Task. Count the lines in the items below that contain the string "cloud". Case counts, and the reply should be that number alone.

[START]

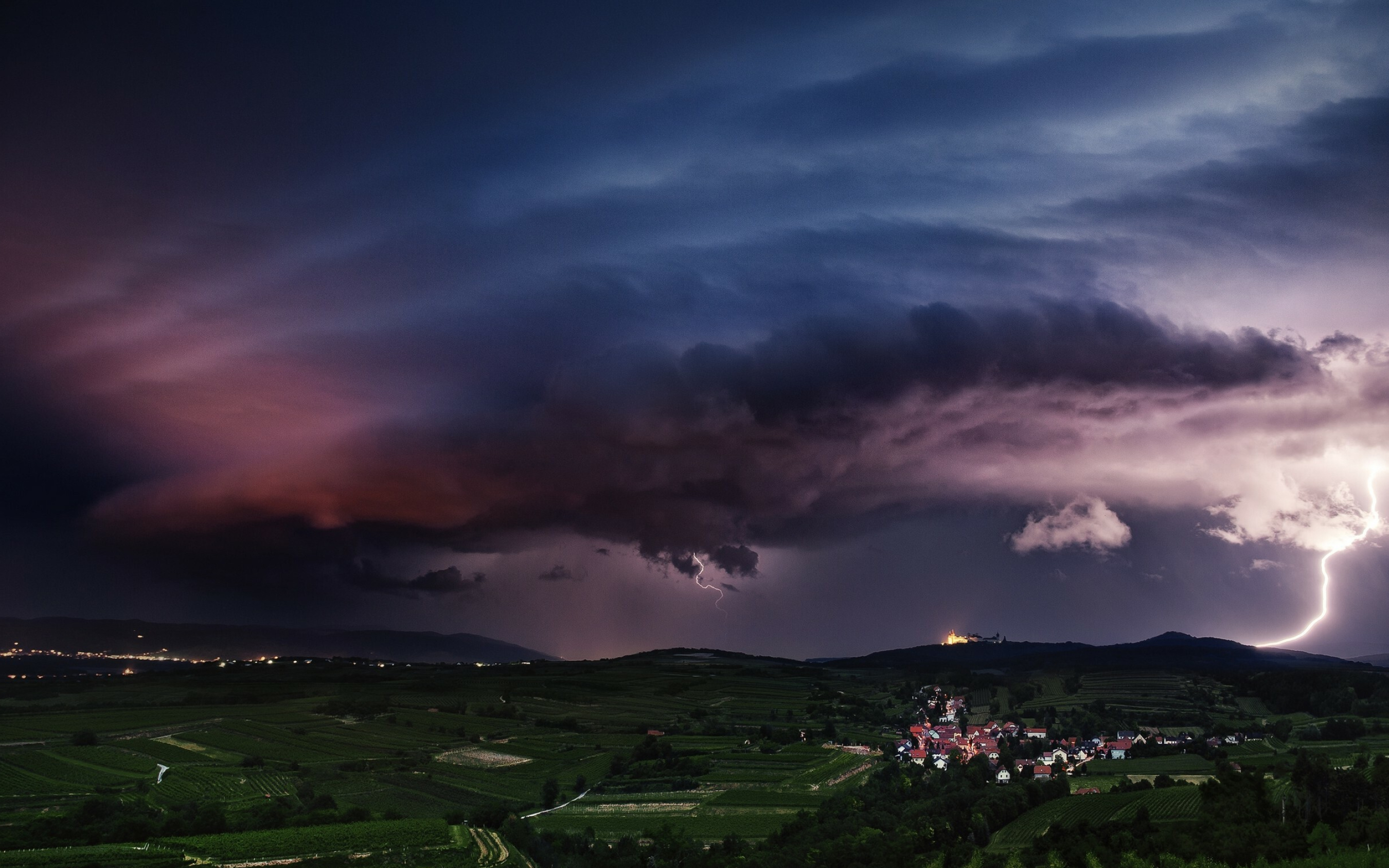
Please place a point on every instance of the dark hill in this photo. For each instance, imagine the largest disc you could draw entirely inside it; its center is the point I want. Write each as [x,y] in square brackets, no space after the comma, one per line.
[231,642]
[1167,652]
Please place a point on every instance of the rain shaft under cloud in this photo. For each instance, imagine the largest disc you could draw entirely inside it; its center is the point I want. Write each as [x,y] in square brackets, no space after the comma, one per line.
[354,313]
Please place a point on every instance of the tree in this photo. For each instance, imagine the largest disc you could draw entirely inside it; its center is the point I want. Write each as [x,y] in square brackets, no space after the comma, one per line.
[1323,838]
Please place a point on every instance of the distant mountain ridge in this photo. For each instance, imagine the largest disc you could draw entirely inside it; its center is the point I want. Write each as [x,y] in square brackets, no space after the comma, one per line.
[241,642]
[1170,650]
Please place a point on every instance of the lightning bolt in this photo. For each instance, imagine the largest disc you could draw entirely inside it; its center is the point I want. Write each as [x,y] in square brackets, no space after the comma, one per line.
[719,603]
[1326,574]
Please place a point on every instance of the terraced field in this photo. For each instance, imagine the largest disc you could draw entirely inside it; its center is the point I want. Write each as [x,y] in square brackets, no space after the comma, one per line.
[1139,694]
[344,838]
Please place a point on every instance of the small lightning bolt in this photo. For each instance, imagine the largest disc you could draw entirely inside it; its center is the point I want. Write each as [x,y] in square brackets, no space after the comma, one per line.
[1326,575]
[719,603]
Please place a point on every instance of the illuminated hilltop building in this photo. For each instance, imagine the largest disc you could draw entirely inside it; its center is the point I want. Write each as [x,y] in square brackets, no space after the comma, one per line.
[957,639]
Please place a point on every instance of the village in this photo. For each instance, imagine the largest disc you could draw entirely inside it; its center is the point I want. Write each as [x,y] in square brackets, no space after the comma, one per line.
[1016,752]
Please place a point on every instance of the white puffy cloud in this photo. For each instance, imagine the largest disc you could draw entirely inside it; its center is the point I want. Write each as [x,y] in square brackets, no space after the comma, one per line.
[1087,522]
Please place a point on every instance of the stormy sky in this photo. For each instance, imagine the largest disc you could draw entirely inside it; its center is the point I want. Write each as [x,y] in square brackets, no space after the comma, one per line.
[806,330]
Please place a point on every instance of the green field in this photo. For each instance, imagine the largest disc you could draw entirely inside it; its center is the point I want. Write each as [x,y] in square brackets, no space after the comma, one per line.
[1177,764]
[425,744]
[1167,805]
[344,838]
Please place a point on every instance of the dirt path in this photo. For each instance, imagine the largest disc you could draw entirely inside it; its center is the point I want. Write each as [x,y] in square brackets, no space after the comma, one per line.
[556,807]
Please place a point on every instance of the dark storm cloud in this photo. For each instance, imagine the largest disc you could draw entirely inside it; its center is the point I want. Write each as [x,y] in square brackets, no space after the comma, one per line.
[1326,184]
[367,577]
[709,450]
[1077,78]
[558,574]
[691,280]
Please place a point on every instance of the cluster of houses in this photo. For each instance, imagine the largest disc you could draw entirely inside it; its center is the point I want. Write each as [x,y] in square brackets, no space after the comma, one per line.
[947,740]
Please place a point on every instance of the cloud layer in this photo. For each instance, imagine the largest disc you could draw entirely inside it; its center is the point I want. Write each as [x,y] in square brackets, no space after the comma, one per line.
[1085,522]
[723,284]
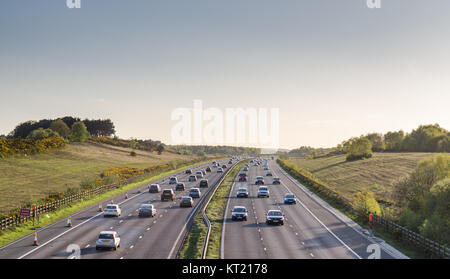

[END]

Written solution. 4